## Start

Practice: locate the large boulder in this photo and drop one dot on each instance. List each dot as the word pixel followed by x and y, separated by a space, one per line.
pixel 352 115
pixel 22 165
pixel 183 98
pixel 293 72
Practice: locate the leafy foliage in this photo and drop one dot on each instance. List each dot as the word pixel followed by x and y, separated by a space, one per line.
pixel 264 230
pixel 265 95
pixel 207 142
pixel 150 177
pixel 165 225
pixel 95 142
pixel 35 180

## End

• _STATED TASK_
Quote the data in full, keeping each word unchanged.

• _ANSWER TO THE PROBLEM_
Practice: locate the large boulder in this photo and drop one dot on each instance. List each dot as the word pixel followed by x and y, separated by a space, one per line.
pixel 352 115
pixel 22 165
pixel 183 98
pixel 293 72
Practice: locate the leafy foliage in this photo and drop one dot on each instance. List each dot as the word pixel followed by x and y, separated by a space, one per line.
pixel 264 230
pixel 265 95
pixel 207 142
pixel 150 177
pixel 165 225
pixel 95 142
pixel 35 180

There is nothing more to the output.